コーヒーと音楽 Vol.29
Miles Davis Quintet - It Never Entered My Mind
音楽はいつも同じ音とは限らない。過去に聴いてしっくりこなかった曲が、時を経て琴線に触れることがあります。全く別物の音楽に変貌する。それは音楽が変わったのではなくて、聴き手が変わったからなのかもしれません。
この眠っていたレコードをかけた瞬間に胸が締め付けられてしまいました。泣きたい気持ちになるのに涙は出ない、あの感覚です。美しい曲。
今回紹介するのは、Miles DavisのIt Never Entered My Mindです。1956年に録音されたWorkin' with the Miles Davis Quintetというアルバムの1曲目に収録されています。
トランペットはMiles Davis。テナーサックスはJohn Coltrane。ピアノはRed Garland。ベースにPaul Chambers。ドラムスにPhilly Joe Jones。
とこんな風に知ったかぶって紹介していますが、正直に言うと僕はJazzに関しては初心者です。今までに聴いてきた音楽は圧倒的にロック畑のもの。それでもJazz好きな友人の影響もあって、少しずつレコードを買っては聴きを少しずつ重ねてきました。
そして今、やっと人生がJazzに追いついてきた感があります。やっと自分が近くに感じられる音楽にJazzが入ってきたのです。今まではカッコつけて聴いていたところがあるのも否めませんでした。やっと自然に受け入れられるようになってきた。
人生も折り返し地点ぐらいの年齢となり、悩みや辛さを抱えて生きている心の隙間にJazzは忍び込んできます。そして染み渡ってゆく。
それでは、今日の曲を聴いてみましょう。
Red Garlandの優しいけれど芯のあるピアノ。そこにMilesの語るようなトランペットが入ってきます。
この音楽を聴いていると、目を開けているのに、焦点はどこにも定まらなくなります。気持ちは目の前にはない。別のところに置かれる。それは過去かもしれないし、今自分がいるところとは別の特別な場所かもしれない。そして、しばしばその場所に浸っていたくなるのです。

-- -- --

§ 依頼内容 A
本文について、次の問いに答えてください。答えにも同じ番号を付けてください。
(i) 紹介されている曲が1曲目に収録されているアルバムの名前は何ですか。
(ii) テナーサックスを演奏しているのは誰ですか。
(iii) 筆者がこれまで圧倒的に多く聴いてきたのはどの分野の音楽ですか。
本文と項目は互いに無関係です。

[ポインティング用データセットの項目]

-- -- --

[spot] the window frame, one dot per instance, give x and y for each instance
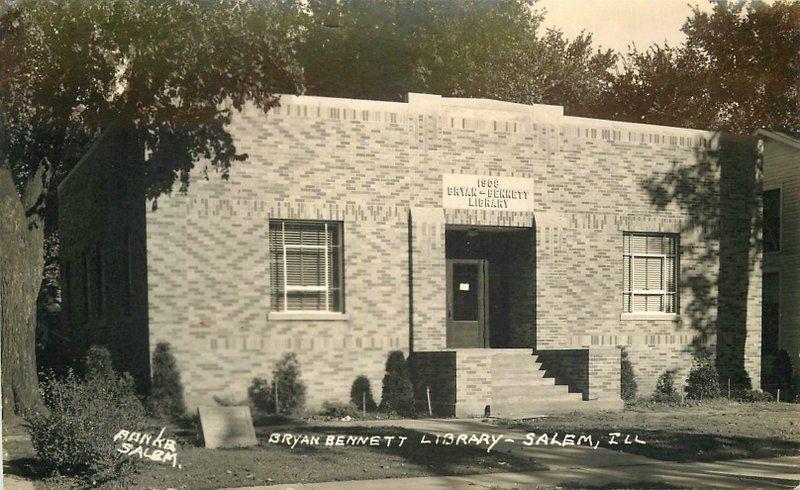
(327, 289)
(628, 295)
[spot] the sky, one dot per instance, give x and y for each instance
(617, 23)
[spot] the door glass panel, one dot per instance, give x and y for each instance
(465, 292)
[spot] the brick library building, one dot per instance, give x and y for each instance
(512, 252)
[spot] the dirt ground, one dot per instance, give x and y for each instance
(711, 431)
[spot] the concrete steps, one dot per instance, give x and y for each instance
(520, 389)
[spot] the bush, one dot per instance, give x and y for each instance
(98, 364)
(780, 376)
(702, 382)
(739, 383)
(628, 385)
(397, 395)
(665, 388)
(73, 433)
(361, 394)
(166, 392)
(291, 391)
(260, 396)
(339, 410)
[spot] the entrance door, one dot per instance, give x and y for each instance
(467, 303)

-- -- --

§ 依頼内容 B
上のポインティング用データセットの項目を、すべて一字一句たがえずに書き写してください。画像は含めないでください。

§ 回答全文 A
(i) Workin' with the Miles Davis Quintet
(ii) John Coltrane
(iii) ロック

§ 回答全文 B
[spot] the window frame, one dot per instance, give x and y for each instance
(327, 289)
(628, 295)
[spot] the sky, one dot per instance, give x and y for each instance
(617, 23)
[spot] the door glass panel, one dot per instance, give x and y for each instance
(465, 292)
[spot] the brick library building, one dot per instance, give x and y for each instance
(512, 252)
[spot] the dirt ground, one dot per instance, give x and y for each instance
(711, 431)
[spot] the concrete steps, one dot per instance, give x and y for each instance
(520, 389)
[spot] the bush, one dot per instance, give x and y for each instance
(98, 364)
(780, 376)
(702, 382)
(739, 383)
(628, 385)
(397, 395)
(665, 388)
(73, 433)
(361, 394)
(166, 392)
(291, 391)
(260, 396)
(339, 410)
[spot] the entrance door, one dot per instance, give x and y for each instance
(467, 303)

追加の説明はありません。